WRITTEN TASK = Rewrite the records below, swapping every "positive clicks" for "foreground clicks" and leaving everything else as it is.

Dataset entries
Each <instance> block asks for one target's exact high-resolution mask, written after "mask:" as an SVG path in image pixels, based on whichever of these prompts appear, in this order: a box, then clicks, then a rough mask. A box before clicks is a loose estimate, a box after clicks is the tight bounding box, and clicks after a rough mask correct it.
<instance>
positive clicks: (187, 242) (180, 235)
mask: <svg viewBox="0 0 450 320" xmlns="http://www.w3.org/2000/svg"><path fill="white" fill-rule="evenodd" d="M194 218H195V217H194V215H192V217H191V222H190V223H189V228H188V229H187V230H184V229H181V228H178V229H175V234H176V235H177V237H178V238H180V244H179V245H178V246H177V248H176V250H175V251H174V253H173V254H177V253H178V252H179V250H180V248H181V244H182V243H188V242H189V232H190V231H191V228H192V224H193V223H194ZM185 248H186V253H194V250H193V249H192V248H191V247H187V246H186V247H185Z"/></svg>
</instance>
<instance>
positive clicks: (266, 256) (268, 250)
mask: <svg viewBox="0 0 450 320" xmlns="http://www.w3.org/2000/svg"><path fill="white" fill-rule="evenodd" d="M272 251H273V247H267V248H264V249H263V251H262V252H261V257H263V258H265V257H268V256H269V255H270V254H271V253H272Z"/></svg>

SOLUTION TO THIS TASK =
Each <instance> block asks for one target's exact high-resolution mask, written after "mask:" as an SVG path in image pixels, based on whichever of these prompts appear, in this order: a box, then clicks, then a rough mask. A box before clicks is a loose estimate, a box after clicks is the tight bounding box, and clicks after a rough mask correct it.
<instance>
foreground clicks: (187, 242) (180, 235)
mask: <svg viewBox="0 0 450 320" xmlns="http://www.w3.org/2000/svg"><path fill="white" fill-rule="evenodd" d="M194 218H195V217H194V215H192V217H191V222H190V223H189V228H188V229H187V230H184V229H181V228H178V229H175V234H176V235H177V237H178V238H180V244H179V245H178V246H177V248H176V250H175V251H174V253H173V254H177V253H178V252H179V250H180V248H181V244H182V243H188V242H189V232H190V231H191V228H192V224H193V223H194ZM185 248H186V253H194V250H193V249H192V248H191V247H187V246H186V247H185Z"/></svg>
</instance>
<instance>
foreground clicks: (266, 256) (268, 250)
mask: <svg viewBox="0 0 450 320" xmlns="http://www.w3.org/2000/svg"><path fill="white" fill-rule="evenodd" d="M272 251H273V247H267V248H264V249H263V251H262V252H261V257H263V258H265V257H268V256H269V255H270V254H271V253H272Z"/></svg>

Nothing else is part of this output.